* _DOCUMENT PASSAGE_:
#####

Building Relevancy-Based User Search with Elasticsearch

Searching users based on multiple weighted factors is a common challenge in social platforms and marketplaces. This article explores how to build a sophisticated user search system using Elasticsearch with weighted scoring algorithms for factors like location proximity, network connections, past interactions, and financial transactions.

Problem Statement

At Spice, we needed to search users based on multiple relevancy factors:

Location proximity - How close users are geographically
Network connections - Direct and indirect connections
Past interactions - Likes, comments, messages
Financial transactions - Money transfers between users
Activity level - Recent engagement and activity

Each factor has different importance (weights) and we need to combine them into a single relevancy score for fast, accurate search results.

#####

* _STORED ROWS_:
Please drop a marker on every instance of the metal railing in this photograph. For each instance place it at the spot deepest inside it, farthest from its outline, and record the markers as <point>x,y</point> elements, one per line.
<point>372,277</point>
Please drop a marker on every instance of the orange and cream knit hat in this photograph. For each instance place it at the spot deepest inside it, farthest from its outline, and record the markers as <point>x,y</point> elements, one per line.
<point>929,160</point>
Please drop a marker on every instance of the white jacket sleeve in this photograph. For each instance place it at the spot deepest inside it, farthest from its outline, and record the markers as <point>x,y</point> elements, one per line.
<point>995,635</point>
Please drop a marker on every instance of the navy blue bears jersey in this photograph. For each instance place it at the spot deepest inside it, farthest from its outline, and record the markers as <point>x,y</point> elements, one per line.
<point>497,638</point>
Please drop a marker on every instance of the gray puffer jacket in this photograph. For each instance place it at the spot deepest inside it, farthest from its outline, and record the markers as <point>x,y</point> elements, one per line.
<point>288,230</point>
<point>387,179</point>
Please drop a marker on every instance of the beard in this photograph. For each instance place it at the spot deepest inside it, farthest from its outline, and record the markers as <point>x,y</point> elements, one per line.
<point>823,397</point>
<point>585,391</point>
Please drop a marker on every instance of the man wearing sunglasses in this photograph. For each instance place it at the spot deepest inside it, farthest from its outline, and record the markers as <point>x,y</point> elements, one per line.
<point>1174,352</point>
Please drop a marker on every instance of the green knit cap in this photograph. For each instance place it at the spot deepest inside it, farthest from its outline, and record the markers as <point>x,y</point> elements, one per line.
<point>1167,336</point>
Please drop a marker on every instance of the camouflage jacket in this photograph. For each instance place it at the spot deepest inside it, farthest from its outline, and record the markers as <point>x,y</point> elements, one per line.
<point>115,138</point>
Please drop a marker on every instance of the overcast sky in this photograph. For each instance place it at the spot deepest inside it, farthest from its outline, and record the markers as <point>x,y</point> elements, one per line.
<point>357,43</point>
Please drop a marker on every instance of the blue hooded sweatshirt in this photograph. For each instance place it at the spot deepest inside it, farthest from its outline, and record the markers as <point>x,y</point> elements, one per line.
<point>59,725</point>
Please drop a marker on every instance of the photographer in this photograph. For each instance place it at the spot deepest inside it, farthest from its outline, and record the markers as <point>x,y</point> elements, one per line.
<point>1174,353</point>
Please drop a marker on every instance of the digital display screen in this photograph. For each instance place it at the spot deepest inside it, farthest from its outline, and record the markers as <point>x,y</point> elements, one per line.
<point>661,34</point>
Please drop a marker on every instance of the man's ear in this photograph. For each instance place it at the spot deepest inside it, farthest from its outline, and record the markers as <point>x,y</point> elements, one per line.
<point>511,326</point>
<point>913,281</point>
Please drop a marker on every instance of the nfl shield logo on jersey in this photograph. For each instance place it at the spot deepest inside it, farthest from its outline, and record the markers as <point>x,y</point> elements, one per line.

#####

Translate this sentence from the Elasticsearch user search article into Spanish: "Each factor has different importance (weights) and we need to combine them into a single relevancy score for fast, accurate search results." Rely only on the Elasticsearch user search article, not the data.

Cada factor tiene una importancia distinta (pesos) y necesitamos combinarlos en una única puntuación de relevancia para obtener resultados de búsqueda rápidos y precisos.